====== Data shown
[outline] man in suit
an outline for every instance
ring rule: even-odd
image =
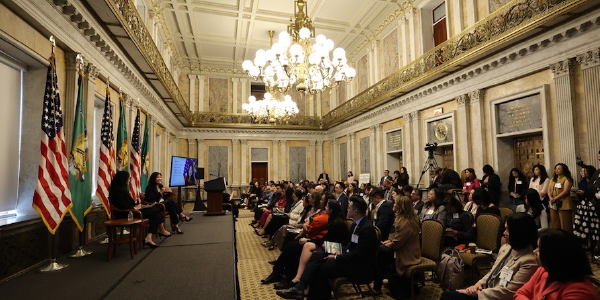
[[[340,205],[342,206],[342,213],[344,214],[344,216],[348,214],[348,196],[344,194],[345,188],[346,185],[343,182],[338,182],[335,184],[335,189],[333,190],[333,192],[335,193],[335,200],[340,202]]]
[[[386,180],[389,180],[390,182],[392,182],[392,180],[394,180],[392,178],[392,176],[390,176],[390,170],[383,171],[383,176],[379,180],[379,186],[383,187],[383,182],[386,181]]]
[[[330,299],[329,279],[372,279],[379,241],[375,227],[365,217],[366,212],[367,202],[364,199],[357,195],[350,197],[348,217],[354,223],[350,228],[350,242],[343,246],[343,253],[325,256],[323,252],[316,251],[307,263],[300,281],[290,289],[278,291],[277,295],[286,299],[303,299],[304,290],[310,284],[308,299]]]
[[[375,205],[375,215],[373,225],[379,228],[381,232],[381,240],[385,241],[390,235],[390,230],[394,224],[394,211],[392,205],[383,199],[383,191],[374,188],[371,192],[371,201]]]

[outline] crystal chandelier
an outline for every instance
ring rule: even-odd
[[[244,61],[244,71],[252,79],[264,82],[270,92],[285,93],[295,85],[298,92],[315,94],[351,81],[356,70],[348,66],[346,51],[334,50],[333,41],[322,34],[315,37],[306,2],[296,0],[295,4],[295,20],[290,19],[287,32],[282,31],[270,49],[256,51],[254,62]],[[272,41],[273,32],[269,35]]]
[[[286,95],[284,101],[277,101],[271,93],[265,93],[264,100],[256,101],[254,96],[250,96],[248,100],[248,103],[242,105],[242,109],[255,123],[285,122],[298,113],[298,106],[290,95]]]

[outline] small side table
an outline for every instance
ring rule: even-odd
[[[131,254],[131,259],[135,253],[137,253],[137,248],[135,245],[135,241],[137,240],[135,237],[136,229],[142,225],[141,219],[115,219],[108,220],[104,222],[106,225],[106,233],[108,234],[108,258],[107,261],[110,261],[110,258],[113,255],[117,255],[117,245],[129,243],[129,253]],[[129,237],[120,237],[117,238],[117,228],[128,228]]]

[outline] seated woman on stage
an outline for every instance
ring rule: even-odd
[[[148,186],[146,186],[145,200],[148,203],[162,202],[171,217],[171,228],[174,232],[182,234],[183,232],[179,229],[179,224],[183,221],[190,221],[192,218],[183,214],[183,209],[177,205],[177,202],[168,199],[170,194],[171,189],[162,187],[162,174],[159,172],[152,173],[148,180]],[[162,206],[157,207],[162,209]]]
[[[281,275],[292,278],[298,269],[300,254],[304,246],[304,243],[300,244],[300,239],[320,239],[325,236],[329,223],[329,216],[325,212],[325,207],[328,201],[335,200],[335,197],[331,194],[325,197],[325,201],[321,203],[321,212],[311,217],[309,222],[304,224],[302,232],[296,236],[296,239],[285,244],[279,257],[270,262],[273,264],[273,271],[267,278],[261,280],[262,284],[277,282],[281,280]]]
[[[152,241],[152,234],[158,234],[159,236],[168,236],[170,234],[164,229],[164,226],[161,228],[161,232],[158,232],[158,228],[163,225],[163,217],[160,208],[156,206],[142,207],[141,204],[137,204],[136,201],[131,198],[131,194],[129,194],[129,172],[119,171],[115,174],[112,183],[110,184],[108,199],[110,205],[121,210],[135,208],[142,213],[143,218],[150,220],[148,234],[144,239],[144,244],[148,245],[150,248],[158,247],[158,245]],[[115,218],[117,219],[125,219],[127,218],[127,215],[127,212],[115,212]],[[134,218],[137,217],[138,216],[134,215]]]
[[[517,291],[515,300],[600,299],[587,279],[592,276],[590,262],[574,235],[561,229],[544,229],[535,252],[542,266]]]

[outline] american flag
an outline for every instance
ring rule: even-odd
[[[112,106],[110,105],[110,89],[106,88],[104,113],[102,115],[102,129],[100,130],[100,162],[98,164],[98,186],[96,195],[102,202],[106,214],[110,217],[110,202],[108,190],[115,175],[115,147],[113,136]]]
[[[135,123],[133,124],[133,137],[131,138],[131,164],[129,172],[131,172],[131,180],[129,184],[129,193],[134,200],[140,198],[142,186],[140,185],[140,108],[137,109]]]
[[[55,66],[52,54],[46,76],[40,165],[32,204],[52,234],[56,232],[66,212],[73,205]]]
============
> Stated goal:
Extract every line of the records above without changing a character, and leave the pictures out.

> Correct answer:
[outline] man in suit
an outline for every instance
ring rule: even-odd
image =
[[[340,205],[342,206],[342,213],[344,214],[344,216],[348,214],[348,196],[344,194],[345,188],[346,185],[343,182],[338,182],[335,184],[335,189],[333,190],[333,192],[335,193],[335,200],[340,202]]]
[[[386,180],[389,180],[390,182],[392,182],[392,180],[394,180],[392,178],[392,176],[390,176],[390,170],[383,171],[383,176],[379,180],[379,186],[383,187],[383,182],[386,181]]]
[[[330,299],[329,279],[372,279],[379,241],[375,227],[365,217],[366,212],[367,202],[364,199],[357,195],[350,197],[348,217],[354,223],[350,228],[350,242],[343,246],[343,253],[325,256],[323,252],[316,251],[307,263],[300,281],[290,289],[278,291],[277,295],[286,299],[303,299],[304,290],[310,284],[308,299]]]
[[[375,205],[375,215],[373,225],[379,228],[381,232],[381,240],[385,241],[390,235],[390,230],[394,224],[394,211],[392,205],[383,199],[383,191],[374,188],[371,192],[371,201]]]

[outline] crystal chandelier
an outline for every instance
ring rule: even-odd
[[[244,61],[244,71],[252,79],[264,82],[270,92],[285,93],[295,85],[298,92],[315,94],[351,81],[356,70],[348,66],[346,51],[334,50],[333,41],[322,34],[315,37],[306,2],[296,0],[295,4],[295,20],[290,19],[287,32],[282,31],[270,49],[256,51],[254,62]],[[272,41],[273,32],[269,35]]]
[[[286,95],[284,101],[277,101],[271,93],[265,93],[264,100],[256,101],[254,96],[250,96],[248,100],[248,103],[242,105],[242,109],[255,123],[285,122],[298,113],[298,106],[290,95]]]

[outline] small side table
an outline for every instance
ring rule: even-odd
[[[131,254],[131,259],[135,253],[137,253],[137,248],[135,245],[135,241],[137,240],[135,237],[136,229],[142,225],[141,219],[115,219],[108,220],[104,222],[106,225],[106,233],[108,234],[108,258],[107,261],[110,261],[110,258],[113,255],[117,255],[117,245],[129,243],[129,253]],[[129,237],[120,237],[117,238],[117,228],[128,228]]]

[outline] seated woman on stage
an outline for every instance
ring rule: even-odd
[[[148,186],[146,186],[145,200],[148,203],[162,202],[171,217],[171,228],[174,232],[182,234],[183,232],[179,229],[179,224],[183,221],[190,221],[192,218],[183,214],[183,209],[177,205],[177,202],[168,199],[170,194],[171,189],[162,187],[162,174],[159,172],[152,173],[148,180]],[[162,206],[157,207],[162,209]]]
[[[281,275],[292,278],[298,269],[300,254],[304,246],[304,243],[300,244],[300,239],[320,239],[325,236],[329,223],[329,216],[325,212],[325,207],[328,201],[335,200],[335,197],[331,194],[325,197],[325,201],[321,203],[321,212],[311,217],[309,222],[304,224],[302,232],[296,236],[296,239],[285,244],[279,257],[270,262],[273,264],[273,271],[267,278],[261,280],[262,284],[277,282],[281,280]]]
[[[152,241],[152,234],[158,234],[159,236],[168,236],[170,234],[164,229],[164,226],[161,228],[161,232],[158,232],[158,228],[163,225],[163,217],[160,208],[156,206],[142,207],[141,204],[137,204],[136,201],[131,198],[131,194],[129,194],[129,172],[119,171],[115,174],[112,183],[110,184],[108,199],[110,205],[121,210],[135,208],[142,213],[143,218],[150,220],[148,234],[144,239],[144,244],[148,245],[150,248],[158,247],[158,245]],[[115,218],[117,219],[125,219],[127,218],[127,215],[127,212],[115,212]],[[134,218],[137,217],[138,216],[134,215]]]
[[[517,291],[515,300],[600,299],[587,279],[592,276],[590,262],[574,235],[561,229],[544,229],[535,252],[542,266]]]

[outline] american flag
an outline for every instance
ring rule: even-odd
[[[112,106],[110,105],[110,89],[106,88],[104,113],[102,115],[102,129],[100,130],[100,162],[98,164],[98,186],[96,195],[102,202],[106,214],[110,217],[110,202],[108,190],[115,175],[115,147],[113,136]]]
[[[135,123],[133,124],[133,137],[131,138],[131,164],[129,172],[131,172],[131,180],[129,184],[129,193],[134,200],[140,198],[142,186],[140,185],[140,108],[137,109]]]
[[[55,66],[52,54],[46,76],[40,165],[32,204],[52,234],[56,232],[66,212],[73,205]]]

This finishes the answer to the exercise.